__What you are asked to do__.
Repeat the following data exactly, omitting pictures.

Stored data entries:
------------
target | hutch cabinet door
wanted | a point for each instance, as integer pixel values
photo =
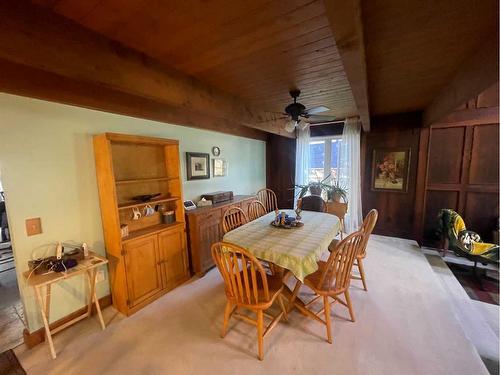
(174, 257)
(142, 262)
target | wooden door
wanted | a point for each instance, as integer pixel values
(142, 261)
(174, 257)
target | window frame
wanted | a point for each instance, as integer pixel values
(328, 152)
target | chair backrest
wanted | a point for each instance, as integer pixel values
(255, 210)
(313, 203)
(234, 217)
(242, 274)
(337, 273)
(367, 228)
(268, 198)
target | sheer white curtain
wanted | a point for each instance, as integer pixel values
(350, 175)
(302, 158)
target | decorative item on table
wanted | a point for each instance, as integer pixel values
(124, 230)
(168, 217)
(67, 256)
(197, 166)
(220, 167)
(145, 197)
(218, 196)
(203, 202)
(136, 214)
(390, 169)
(334, 189)
(148, 210)
(189, 205)
(283, 220)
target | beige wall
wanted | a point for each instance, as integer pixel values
(47, 168)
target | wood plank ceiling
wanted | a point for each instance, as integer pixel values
------------
__Answer for this exercise__.
target | hutch cabinet door
wanted | a point for each instance, as integer pixel values
photo =
(174, 257)
(142, 262)
target | wooden door
wanted | a point for each instance, as integer pixel values
(142, 261)
(174, 257)
target | window frame
wanted | a point for each instance, as integer pixel values
(328, 152)
target | chair backrest
wanted | a point for each instance, as integer pixel values
(255, 210)
(313, 203)
(234, 217)
(242, 274)
(337, 273)
(367, 228)
(268, 198)
target | sheer white curtain
wanted | a point for each instance, as integer pixel values
(350, 175)
(302, 158)
target | decorative item on table
wanted | a point for each instance, as integer pixel values
(124, 230)
(168, 217)
(67, 256)
(197, 166)
(220, 167)
(145, 197)
(218, 196)
(203, 202)
(136, 214)
(390, 169)
(334, 189)
(148, 210)
(189, 205)
(283, 220)
target | beige wall
wanted | a point for each instance, as integer pixel values
(47, 168)
target | wood plank ceiling
wanted | a point for each instance, as integer pixel values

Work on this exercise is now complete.